* Start *

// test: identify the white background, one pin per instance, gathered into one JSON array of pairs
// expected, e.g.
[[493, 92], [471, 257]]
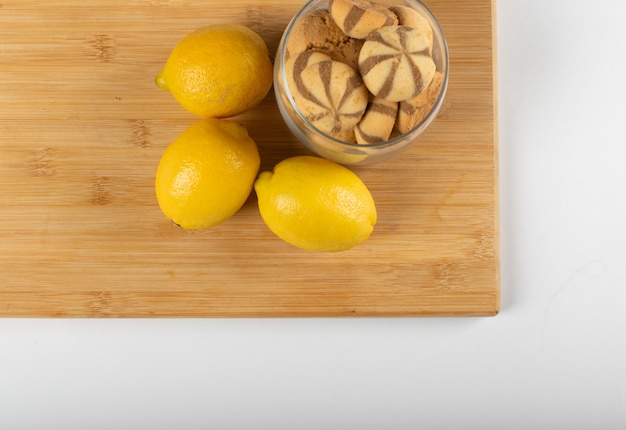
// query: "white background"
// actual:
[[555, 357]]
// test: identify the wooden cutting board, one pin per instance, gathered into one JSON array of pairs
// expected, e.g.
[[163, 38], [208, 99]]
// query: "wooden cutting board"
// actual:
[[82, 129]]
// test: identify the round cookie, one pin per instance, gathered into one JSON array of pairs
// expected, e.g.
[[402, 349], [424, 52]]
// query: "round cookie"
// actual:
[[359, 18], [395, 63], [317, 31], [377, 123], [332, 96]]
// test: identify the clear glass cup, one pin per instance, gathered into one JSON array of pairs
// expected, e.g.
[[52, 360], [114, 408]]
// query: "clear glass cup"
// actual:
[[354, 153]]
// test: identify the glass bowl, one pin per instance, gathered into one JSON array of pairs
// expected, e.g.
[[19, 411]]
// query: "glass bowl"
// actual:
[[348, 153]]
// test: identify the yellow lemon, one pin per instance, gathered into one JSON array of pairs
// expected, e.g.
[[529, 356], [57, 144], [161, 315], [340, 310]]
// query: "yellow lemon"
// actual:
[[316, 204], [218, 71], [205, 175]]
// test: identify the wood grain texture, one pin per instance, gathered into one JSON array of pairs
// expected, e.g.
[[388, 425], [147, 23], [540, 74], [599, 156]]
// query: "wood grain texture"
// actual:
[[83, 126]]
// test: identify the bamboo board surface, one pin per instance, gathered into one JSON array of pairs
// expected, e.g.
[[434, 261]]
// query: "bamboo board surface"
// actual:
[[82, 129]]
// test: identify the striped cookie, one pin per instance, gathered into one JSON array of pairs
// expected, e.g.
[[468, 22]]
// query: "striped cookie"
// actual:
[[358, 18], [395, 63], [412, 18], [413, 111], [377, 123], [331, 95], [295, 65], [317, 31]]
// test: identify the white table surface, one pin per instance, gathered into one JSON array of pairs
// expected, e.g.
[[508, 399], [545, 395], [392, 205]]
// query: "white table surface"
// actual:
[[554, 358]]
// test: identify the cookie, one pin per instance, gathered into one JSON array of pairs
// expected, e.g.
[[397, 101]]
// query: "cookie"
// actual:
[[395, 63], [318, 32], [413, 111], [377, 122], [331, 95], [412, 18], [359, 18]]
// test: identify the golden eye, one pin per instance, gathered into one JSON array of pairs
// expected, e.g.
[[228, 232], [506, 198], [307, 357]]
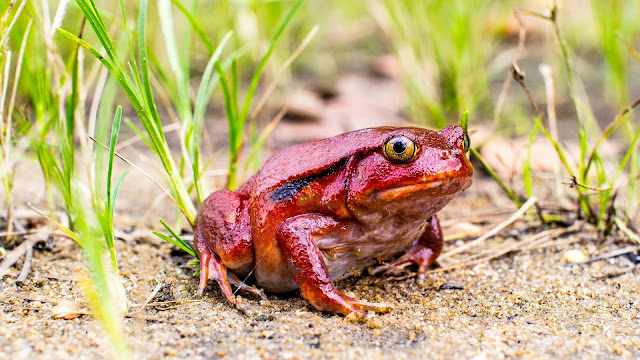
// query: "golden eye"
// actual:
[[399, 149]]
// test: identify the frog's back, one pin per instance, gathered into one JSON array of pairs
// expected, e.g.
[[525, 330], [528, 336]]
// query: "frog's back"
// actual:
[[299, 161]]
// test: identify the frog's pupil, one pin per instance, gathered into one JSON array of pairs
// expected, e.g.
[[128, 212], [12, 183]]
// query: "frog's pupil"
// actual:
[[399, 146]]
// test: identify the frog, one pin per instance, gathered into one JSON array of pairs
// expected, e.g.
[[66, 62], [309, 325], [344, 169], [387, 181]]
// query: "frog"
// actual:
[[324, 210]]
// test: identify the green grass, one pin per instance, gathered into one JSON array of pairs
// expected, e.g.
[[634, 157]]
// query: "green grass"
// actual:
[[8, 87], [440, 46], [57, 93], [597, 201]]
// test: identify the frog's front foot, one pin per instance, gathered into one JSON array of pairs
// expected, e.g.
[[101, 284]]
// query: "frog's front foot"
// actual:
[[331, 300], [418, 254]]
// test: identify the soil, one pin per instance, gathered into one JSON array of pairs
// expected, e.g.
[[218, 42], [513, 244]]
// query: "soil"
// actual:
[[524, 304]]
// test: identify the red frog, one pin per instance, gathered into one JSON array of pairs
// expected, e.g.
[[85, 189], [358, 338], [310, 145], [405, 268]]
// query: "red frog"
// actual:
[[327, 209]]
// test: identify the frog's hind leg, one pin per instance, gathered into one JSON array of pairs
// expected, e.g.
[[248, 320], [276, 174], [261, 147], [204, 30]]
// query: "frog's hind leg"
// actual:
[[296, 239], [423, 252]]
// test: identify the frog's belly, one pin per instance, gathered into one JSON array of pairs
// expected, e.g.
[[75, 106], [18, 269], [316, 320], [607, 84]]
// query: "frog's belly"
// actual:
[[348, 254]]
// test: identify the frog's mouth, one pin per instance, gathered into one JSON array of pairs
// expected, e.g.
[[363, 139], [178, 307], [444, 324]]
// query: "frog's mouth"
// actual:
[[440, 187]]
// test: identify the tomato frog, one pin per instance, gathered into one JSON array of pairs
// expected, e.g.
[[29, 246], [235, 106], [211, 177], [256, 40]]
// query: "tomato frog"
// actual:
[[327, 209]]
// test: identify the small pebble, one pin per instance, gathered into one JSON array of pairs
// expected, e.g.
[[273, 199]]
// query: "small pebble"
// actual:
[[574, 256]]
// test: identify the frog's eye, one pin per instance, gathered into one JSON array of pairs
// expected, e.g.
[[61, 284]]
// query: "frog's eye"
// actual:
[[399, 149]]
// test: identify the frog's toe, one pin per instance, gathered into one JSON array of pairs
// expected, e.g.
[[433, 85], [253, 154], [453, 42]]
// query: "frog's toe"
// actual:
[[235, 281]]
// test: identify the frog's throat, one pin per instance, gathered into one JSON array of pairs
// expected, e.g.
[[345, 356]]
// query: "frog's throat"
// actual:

* End *

Repeat all of the records above word for word, omitting the pictures.

// test: identify the white background, one pin per instance, gathered into one JSON array of pairs
// expected, e.g.
[[493, 92], [471, 257]]
// query: "white background"
// actual:
[[555, 357]]
// test: identify the wooden cutting board, one pin per instance, gathered into one JSON array of pairs
// expected, e.g.
[[163, 38], [208, 99]]
// query: "wooden cutting board"
// actual:
[[82, 129]]
// test: identify the round cookie, one pin per instance, gathered into one JSON array of pairs
// expected, e.g.
[[402, 349], [424, 52]]
// query: "round cookie"
// actual:
[[359, 18], [395, 63], [317, 31], [377, 123], [332, 96]]
// test: identify the clear glass cup, one pin per instance, gathered into one JSON array of pairs
// expected, e.g.
[[52, 360], [114, 408]]
// query: "clear glass cup"
// actual:
[[354, 153]]
// test: identify the glass bowl, one pin per instance, gathered into one JSON array of pairs
// expected, e.g.
[[19, 411]]
// query: "glass bowl"
// actual:
[[348, 153]]
// test: identify the yellow lemon, one pin per instance, gathered into one JSON array of pairs
// expected, e.g.
[[529, 356], [57, 144], [161, 315], [340, 310]]
// query: "yellow lemon"
// actual:
[[316, 204], [218, 71], [205, 175]]
// test: identify the wood grain texture, one pin per instance, gathered into one JSON array of pairs
// expected, e.g.
[[388, 425], [147, 23], [540, 74], [599, 156]]
// query: "wood grain texture"
// actual:
[[83, 126]]
// test: identify the bamboo board surface, one pin per instance, gathered into one JSON array of pairs
// expected, e.g.
[[434, 261]]
// query: "bamboo board surface"
// actual:
[[82, 129]]
// test: identify the striped cookie, one pin per instance, gathered into one JSON array of pairs
// expected, e.g.
[[468, 22]]
// query: "striped cookie"
// actual:
[[358, 18], [395, 63], [412, 18], [413, 111], [377, 123], [331, 95], [295, 65], [317, 31]]
// test: identify the white table surface, one pin per instance, gathered into one JSON array of pairs
// expected, e.g.
[[508, 399], [545, 395], [392, 205]]
// query: "white table surface"
// actual:
[[554, 358]]
// test: identify the cookie, one pin per instance, gathered into one JSON array of pairs
// expected, e.g.
[[397, 101]]
// query: "cookie"
// actual:
[[395, 63], [318, 32], [413, 111], [377, 122], [331, 95], [412, 18], [359, 18]]
// test: identify the golden eye, one pin per instance, gathered into one JSON array of pairs
// expected, e.g.
[[228, 232], [506, 198], [307, 357]]
// query: "golden eye"
// actual:
[[399, 149]]
// test: identify the frog's back, one pin per instance, gathered into one JSON array of pairs
// expected, e.g.
[[525, 330], [528, 336]]
// query: "frog's back"
// actual:
[[299, 161]]
// test: identify the frog's pupil, one pin per instance, gathered into one JSON array of pairs
// expected, e.g.
[[128, 212], [12, 183]]
// query: "frog's pupil"
// actual:
[[399, 146]]
// test: identify the frog, one pin per instance, gathered into one JSON array of pairs
// expected, e.g.
[[66, 62], [309, 325], [344, 169], [387, 181]]
// query: "frog"
// actual:
[[324, 210]]
// test: identify the green grass, one pin per instance, gathered into one JSON array of pairs
// expected, e.g.
[[634, 157]]
// query: "green grass"
// actual:
[[8, 87], [440, 46], [57, 93], [597, 201]]
// test: identify the frog's front foot, one pin per instance, gathered into one JSON array of pairs
// expected, e.g.
[[101, 284]]
// query: "frog's front foot"
// actual:
[[331, 300], [418, 254]]
// test: identify the soil, one pin per instance, gathered into one JSON array of pairs
// expected, e.g.
[[218, 42], [513, 244]]
// query: "soil"
// actual:
[[524, 304]]
// test: identify the red frog, one pin per instance, gathered into one JSON array of pairs
// expected, e.g.
[[85, 189], [358, 338], [310, 145], [405, 268]]
// query: "red frog"
// actual:
[[327, 209]]
// test: identify the frog's hind leg, one pin per instance, gathered into one JSON array of pairs
// expected, e.g.
[[248, 320], [276, 174], [261, 147], [204, 30]]
// query: "frog's hind leg"
// actual:
[[296, 239], [423, 252]]
// test: identify the frog's belly, one pin per instance, gathered into one JSON array of pairs
// expected, e.g.
[[75, 106], [18, 269], [316, 320], [607, 84]]
// query: "frog's belly"
// actual:
[[348, 254]]
// test: identify the frog's mouth, one pin per instance, gathered into one JSON array of pairs
// expected, e.g.
[[363, 139], [178, 307], [444, 324]]
// query: "frog's mouth"
// actual:
[[440, 187]]
// test: identify the tomato frog, one pin per instance, gathered into one JSON array of pairs
// expected, e.g.
[[29, 246], [235, 106], [211, 177], [256, 40]]
// query: "tomato frog"
// actual:
[[327, 209]]
// test: identify the small pebble, one pin per instance, gathered into one JSON array of pairs
// expected, e.g.
[[273, 199]]
// query: "small pebble"
// actual:
[[574, 256]]
// test: identify the frog's eye, one pin per instance, gathered into one JSON array of pairs
// expected, e.g.
[[61, 284]]
// query: "frog's eye"
// actual:
[[399, 149]]
// test: identify the frog's toe, one pin per instance, gathered into one JSON array of pairs
// expected, e.g.
[[433, 85], [253, 154], [453, 42]]
// query: "frog's toe"
// actual:
[[235, 281]]
// test: identify the frog's throat, one pin per instance, gathered into one JSON array of pairs
// expected, e.g.
[[345, 356]]
// query: "frog's throat"
// actual:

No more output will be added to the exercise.